** Start Excerpted records **
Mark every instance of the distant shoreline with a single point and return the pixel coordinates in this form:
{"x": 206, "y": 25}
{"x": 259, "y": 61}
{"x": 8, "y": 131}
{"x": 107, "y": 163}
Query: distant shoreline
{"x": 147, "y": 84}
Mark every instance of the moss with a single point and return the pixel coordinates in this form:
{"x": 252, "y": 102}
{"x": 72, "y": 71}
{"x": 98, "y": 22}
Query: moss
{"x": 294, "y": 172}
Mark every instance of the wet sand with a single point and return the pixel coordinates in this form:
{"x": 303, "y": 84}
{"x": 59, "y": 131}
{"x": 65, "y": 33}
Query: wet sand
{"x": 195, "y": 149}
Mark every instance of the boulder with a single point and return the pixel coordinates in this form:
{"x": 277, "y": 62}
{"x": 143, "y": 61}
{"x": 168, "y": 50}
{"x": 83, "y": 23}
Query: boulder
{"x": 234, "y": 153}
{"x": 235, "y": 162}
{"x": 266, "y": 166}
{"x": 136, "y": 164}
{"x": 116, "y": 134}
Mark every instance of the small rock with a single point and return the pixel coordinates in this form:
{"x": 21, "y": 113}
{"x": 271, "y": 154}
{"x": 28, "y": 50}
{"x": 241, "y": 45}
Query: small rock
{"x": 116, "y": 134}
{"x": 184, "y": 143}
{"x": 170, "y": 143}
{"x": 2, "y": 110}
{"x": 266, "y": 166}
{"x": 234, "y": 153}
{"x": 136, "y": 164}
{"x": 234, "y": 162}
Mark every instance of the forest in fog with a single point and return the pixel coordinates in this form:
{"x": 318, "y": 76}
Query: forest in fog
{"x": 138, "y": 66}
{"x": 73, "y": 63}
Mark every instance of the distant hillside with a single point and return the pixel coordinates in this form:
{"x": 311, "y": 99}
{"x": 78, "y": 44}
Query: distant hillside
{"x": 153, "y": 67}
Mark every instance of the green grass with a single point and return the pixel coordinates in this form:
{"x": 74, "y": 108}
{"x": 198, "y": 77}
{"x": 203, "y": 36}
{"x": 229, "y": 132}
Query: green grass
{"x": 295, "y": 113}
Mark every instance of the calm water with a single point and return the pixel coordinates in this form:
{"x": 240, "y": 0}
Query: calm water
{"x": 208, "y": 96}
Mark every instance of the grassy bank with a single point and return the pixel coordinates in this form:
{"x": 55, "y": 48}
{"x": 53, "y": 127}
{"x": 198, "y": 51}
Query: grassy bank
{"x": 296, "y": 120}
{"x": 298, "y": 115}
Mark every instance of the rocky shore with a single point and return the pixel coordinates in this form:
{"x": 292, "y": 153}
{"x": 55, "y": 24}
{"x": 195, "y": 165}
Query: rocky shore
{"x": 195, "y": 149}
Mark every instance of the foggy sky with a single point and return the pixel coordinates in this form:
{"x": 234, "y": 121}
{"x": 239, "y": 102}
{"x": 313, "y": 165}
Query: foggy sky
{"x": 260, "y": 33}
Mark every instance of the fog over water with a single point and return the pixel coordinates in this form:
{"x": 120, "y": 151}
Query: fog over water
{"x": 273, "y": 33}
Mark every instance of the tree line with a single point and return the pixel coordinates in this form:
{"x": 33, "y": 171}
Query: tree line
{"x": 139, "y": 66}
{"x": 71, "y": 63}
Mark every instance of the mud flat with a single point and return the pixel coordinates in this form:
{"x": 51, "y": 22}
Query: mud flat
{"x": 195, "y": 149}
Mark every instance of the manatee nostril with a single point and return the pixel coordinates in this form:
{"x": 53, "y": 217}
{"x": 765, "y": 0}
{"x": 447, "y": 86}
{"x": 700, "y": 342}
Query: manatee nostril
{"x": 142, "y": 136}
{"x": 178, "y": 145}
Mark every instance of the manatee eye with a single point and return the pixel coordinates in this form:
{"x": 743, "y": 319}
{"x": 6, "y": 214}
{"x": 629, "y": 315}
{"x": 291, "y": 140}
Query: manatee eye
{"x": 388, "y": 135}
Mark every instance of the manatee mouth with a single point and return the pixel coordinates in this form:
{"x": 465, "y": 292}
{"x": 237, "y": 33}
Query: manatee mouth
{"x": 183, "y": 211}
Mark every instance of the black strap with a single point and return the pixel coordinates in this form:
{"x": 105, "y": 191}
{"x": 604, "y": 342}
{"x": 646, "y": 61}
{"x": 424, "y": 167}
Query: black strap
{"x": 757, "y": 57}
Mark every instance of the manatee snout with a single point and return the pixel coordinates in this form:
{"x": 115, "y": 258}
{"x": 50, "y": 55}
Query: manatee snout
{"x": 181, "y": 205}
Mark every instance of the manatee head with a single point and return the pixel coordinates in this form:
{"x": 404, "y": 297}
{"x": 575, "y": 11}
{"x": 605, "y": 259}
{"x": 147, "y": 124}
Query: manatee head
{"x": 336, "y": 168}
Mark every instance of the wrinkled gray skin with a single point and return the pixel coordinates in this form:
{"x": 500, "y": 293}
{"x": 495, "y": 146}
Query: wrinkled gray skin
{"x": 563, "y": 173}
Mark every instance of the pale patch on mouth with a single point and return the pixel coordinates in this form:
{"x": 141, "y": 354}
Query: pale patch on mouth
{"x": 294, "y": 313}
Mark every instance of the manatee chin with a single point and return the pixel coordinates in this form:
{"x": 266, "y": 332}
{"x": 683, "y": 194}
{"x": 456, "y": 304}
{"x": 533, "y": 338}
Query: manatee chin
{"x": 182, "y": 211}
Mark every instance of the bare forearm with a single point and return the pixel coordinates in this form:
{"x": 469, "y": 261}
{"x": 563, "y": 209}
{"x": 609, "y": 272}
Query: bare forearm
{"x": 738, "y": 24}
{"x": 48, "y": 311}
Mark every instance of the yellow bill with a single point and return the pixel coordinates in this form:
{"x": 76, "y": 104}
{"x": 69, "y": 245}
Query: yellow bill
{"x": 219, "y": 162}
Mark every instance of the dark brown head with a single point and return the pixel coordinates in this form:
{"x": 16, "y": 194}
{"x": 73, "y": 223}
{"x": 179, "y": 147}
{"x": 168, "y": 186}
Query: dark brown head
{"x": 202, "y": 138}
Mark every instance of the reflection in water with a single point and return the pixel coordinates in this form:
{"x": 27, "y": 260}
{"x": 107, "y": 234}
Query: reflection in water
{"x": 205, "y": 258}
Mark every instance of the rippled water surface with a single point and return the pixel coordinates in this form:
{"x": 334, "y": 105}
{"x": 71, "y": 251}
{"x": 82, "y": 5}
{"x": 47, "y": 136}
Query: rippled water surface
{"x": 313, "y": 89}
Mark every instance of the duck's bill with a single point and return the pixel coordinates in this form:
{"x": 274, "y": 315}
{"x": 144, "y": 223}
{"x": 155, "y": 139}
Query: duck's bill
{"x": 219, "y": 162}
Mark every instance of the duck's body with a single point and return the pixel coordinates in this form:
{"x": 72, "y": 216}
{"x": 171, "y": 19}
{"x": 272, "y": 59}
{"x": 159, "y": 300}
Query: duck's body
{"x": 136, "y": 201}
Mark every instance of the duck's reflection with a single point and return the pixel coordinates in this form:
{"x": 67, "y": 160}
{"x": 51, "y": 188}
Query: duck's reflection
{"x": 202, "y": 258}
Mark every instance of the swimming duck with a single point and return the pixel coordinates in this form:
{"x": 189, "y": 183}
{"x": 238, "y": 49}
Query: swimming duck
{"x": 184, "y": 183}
** End Excerpted records **
All of the data above should be transcribed exactly.

Mark every instance of the distant shoreline with a single point and return the pixel coordinates in this form:
{"x": 206, "y": 25}
{"x": 259, "y": 61}
{"x": 8, "y": 131}
{"x": 107, "y": 163}
Query: distant shoreline
{"x": 147, "y": 84}
Mark every instance of the moss with a single point and return the pixel coordinates in this form:
{"x": 252, "y": 102}
{"x": 72, "y": 71}
{"x": 98, "y": 22}
Query: moss
{"x": 294, "y": 172}
Mark every instance of the wet sand with a single point and return the pixel coordinates in this form:
{"x": 303, "y": 84}
{"x": 59, "y": 131}
{"x": 65, "y": 33}
Query: wet sand
{"x": 195, "y": 149}
Mark every instance of the boulder with a single point and return the pixel coordinates in this form:
{"x": 277, "y": 62}
{"x": 143, "y": 61}
{"x": 168, "y": 50}
{"x": 83, "y": 23}
Query: boulder
{"x": 234, "y": 153}
{"x": 235, "y": 162}
{"x": 266, "y": 166}
{"x": 136, "y": 164}
{"x": 116, "y": 134}
Mark every instance of the small rock with a single point and return the pixel coordinates in this form:
{"x": 21, "y": 113}
{"x": 271, "y": 154}
{"x": 28, "y": 50}
{"x": 241, "y": 45}
Query: small rock
{"x": 116, "y": 134}
{"x": 184, "y": 143}
{"x": 170, "y": 143}
{"x": 2, "y": 110}
{"x": 266, "y": 166}
{"x": 234, "y": 153}
{"x": 136, "y": 164}
{"x": 234, "y": 162}
Mark every instance of the forest in fog with a single point and return the pixel coordinates in this form:
{"x": 318, "y": 76}
Query: forest in fog
{"x": 138, "y": 66}
{"x": 73, "y": 63}
Mark every instance of the distant hillside with a single point and return the pixel coordinates in this form:
{"x": 311, "y": 99}
{"x": 78, "y": 44}
Query: distant hillside
{"x": 153, "y": 67}
Mark every instance of the green grass with a single point and return the pixel coordinates in this form:
{"x": 74, "y": 108}
{"x": 198, "y": 77}
{"x": 203, "y": 36}
{"x": 229, "y": 132}
Query: green grass
{"x": 295, "y": 113}
Mark every instance of the calm water with a single point and return the pixel coordinates in this form:
{"x": 240, "y": 0}
Query: calm water
{"x": 208, "y": 96}
Mark every instance of the grassy bank with a single point and return the pixel coordinates in this form:
{"x": 55, "y": 48}
{"x": 53, "y": 127}
{"x": 198, "y": 51}
Query: grassy bank
{"x": 296, "y": 120}
{"x": 298, "y": 115}
Mark every instance of the rocky shore with a single point and return the pixel coordinates in this form:
{"x": 292, "y": 153}
{"x": 55, "y": 24}
{"x": 195, "y": 165}
Query: rocky shore
{"x": 195, "y": 149}
Mark every instance of the foggy sky with a single point and return the pixel coordinates in this form:
{"x": 234, "y": 121}
{"x": 239, "y": 102}
{"x": 313, "y": 165}
Query: foggy sky
{"x": 260, "y": 33}
Mark every instance of the fog over water with a single point and return the pixel coordinates in this form:
{"x": 120, "y": 151}
Query: fog over water
{"x": 273, "y": 33}
Mark every instance of the tree line with a single point and return the pixel coordinates in this form:
{"x": 33, "y": 171}
Query: tree line
{"x": 139, "y": 66}
{"x": 71, "y": 63}
Mark every instance of the mud flat with a single point and return the pixel coordinates in this form:
{"x": 51, "y": 22}
Query: mud flat
{"x": 195, "y": 149}
Mark every instance of the manatee nostril with a single point and return the pixel coordinates in this form:
{"x": 53, "y": 217}
{"x": 765, "y": 0}
{"x": 447, "y": 86}
{"x": 700, "y": 342}
Query: manatee nostril
{"x": 142, "y": 136}
{"x": 178, "y": 145}
Mark every instance of the manatee eye with a single point and return the pixel coordinates in this form:
{"x": 743, "y": 319}
{"x": 6, "y": 214}
{"x": 629, "y": 315}
{"x": 291, "y": 140}
Query: manatee eye
{"x": 388, "y": 135}
Mark every instance of the manatee mouth with a single point and return the pixel coordinates in this form:
{"x": 465, "y": 292}
{"x": 237, "y": 33}
Query: manatee mouth
{"x": 183, "y": 211}
Mark every instance of the black strap with a single point and return the pixel coordinates in this form:
{"x": 105, "y": 191}
{"x": 604, "y": 342}
{"x": 646, "y": 61}
{"x": 424, "y": 167}
Query: black strap
{"x": 757, "y": 57}
Mark every instance of the manatee snout with a single point and return the pixel coordinates in this form:
{"x": 115, "y": 258}
{"x": 50, "y": 55}
Query: manatee snout
{"x": 181, "y": 205}
Mark every instance of the manatee head with a single point and return the pixel coordinates in this form:
{"x": 404, "y": 297}
{"x": 575, "y": 11}
{"x": 605, "y": 259}
{"x": 147, "y": 124}
Query: manatee head
{"x": 336, "y": 168}
Mark every instance of the wrinkled gray skin with a single point and return the pixel coordinates in this form:
{"x": 500, "y": 293}
{"x": 495, "y": 146}
Query: wrinkled gray skin
{"x": 563, "y": 173}
Mark every instance of the pale patch on mouth with a single point and return the pixel coordinates in this form:
{"x": 141, "y": 354}
Query: pale patch on mouth
{"x": 294, "y": 313}
Mark every instance of the manatee chin with a single point and return the pixel coordinates in this form:
{"x": 266, "y": 332}
{"x": 683, "y": 194}
{"x": 456, "y": 304}
{"x": 533, "y": 338}
Query: manatee chin
{"x": 182, "y": 211}
Mark every instance of the bare forearm with a single point and return the pixel coordinates in this form:
{"x": 469, "y": 261}
{"x": 563, "y": 209}
{"x": 609, "y": 272}
Query: bare forearm
{"x": 738, "y": 24}
{"x": 48, "y": 311}
Mark every instance of the yellow bill with a single point and return the pixel coordinates in this form:
{"x": 76, "y": 104}
{"x": 69, "y": 245}
Query: yellow bill
{"x": 219, "y": 162}
Mark every instance of the dark brown head with a single point and return the pixel coordinates in this form:
{"x": 16, "y": 194}
{"x": 73, "y": 223}
{"x": 179, "y": 147}
{"x": 168, "y": 186}
Query: dark brown head
{"x": 202, "y": 138}
Mark every instance of the reflection in water with a single point and return the pixel coordinates in this form:
{"x": 27, "y": 260}
{"x": 107, "y": 234}
Query: reflection in water
{"x": 205, "y": 258}
Mark every instance of the rippled water surface with a single point and return the pixel coordinates in this form:
{"x": 334, "y": 105}
{"x": 71, "y": 251}
{"x": 82, "y": 5}
{"x": 47, "y": 136}
Query: rippled water surface
{"x": 313, "y": 89}
Mark every instance of the duck's bill with a single point and return the pixel coordinates in this form:
{"x": 274, "y": 315}
{"x": 144, "y": 223}
{"x": 155, "y": 139}
Query: duck's bill
{"x": 219, "y": 162}
Mark every instance of the duck's body with a single point and return the pixel coordinates in this form:
{"x": 72, "y": 216}
{"x": 171, "y": 19}
{"x": 272, "y": 59}
{"x": 159, "y": 300}
Query: duck's body
{"x": 136, "y": 201}
Mark every instance of the duck's reflection with a single point and return the pixel coordinates in this form:
{"x": 67, "y": 160}
{"x": 51, "y": 188}
Query: duck's reflection
{"x": 202, "y": 258}
Mark every instance of the swimming duck with a single point and return the pixel coordinates in this form:
{"x": 189, "y": 183}
{"x": 238, "y": 49}
Query: swimming duck
{"x": 184, "y": 183}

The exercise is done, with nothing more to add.